_OBJECTIVE 1_. Decide whether each statement, (a), (b), and (c), agrees with the integral question below. Answer yes or no for each, quoting the words of the text that decide it: (a) The option given as correct is B. (b) On the interval of integration, every value satisfies x<3. (c) The hint advises checking the sign of the expression in the given interval before integrating.

+++

Question

\( \int_{-2}^{2} \frac{|x-3|}{x-3} dx = \)

• A. \( -4 \)
• B. \( -2 \)
• C. \( 0 \)
• D. \( 2 \)

Hint:

Always simplify modulus expressions firstCheck sign of expression in given interval before integrating.

Answer 1

The Correct Option is A

Step 1: Analyze the integrand.
\[ \frac{|x-3|}{x-3} = \begin{cases} 1, & x>3 -1, & x<3 \end{cases} \]

Step 2: Check interval.
Integration limits are:
\[ -2 \text{ to } 2 \]
Here, all values satisfy \( x<3 \).

Step 3: Simplify integrand.
So:
\[ \frac{|x-3|}{x-3} = -1 \]

Step 4: Substitute in integral.

+++

_OBJECTIVE 2_. Locate every line in the rows below that contains the word "chair", and copy each such line.

_PROVIDED MATERIAL_.

+++

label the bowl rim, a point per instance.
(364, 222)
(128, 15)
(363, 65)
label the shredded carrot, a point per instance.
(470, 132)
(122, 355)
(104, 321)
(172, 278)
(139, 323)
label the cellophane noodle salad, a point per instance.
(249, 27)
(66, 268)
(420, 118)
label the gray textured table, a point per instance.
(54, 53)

+++

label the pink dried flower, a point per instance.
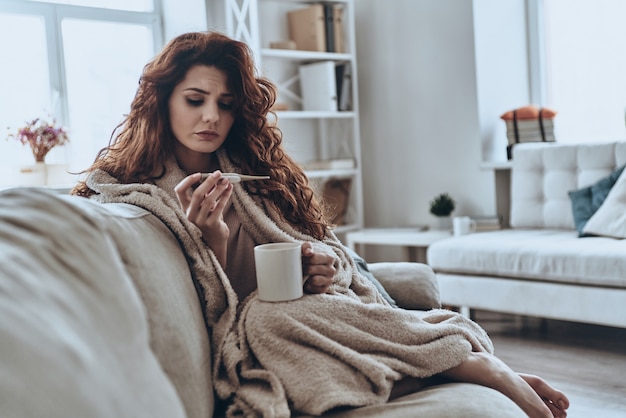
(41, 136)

+++

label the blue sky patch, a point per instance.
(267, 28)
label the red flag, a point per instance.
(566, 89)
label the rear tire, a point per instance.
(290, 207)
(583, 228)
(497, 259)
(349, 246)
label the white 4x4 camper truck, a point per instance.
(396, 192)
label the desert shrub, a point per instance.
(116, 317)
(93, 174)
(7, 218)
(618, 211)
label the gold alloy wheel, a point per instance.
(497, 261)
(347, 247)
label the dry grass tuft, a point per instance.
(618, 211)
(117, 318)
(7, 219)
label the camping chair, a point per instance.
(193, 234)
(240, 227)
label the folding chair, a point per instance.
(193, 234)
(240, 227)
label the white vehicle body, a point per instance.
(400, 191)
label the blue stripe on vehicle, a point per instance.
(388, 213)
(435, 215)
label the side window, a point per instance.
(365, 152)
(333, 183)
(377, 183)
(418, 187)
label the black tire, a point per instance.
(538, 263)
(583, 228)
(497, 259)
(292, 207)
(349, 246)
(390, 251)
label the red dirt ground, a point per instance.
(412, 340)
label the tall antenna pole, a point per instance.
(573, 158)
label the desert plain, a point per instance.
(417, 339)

+++

_EXERCISE RESPONSE 1_.
(a) No: "The Correct Option is A"
(b) Yes: "Here, all values satisfy \( x<3 \)."
(c) Yes: "Check sign of expression in given interval before integrating."

_EXERCISE RESPONSE 2_.
label the camping chair, a point per instance.
label the folding chair, a point per instance.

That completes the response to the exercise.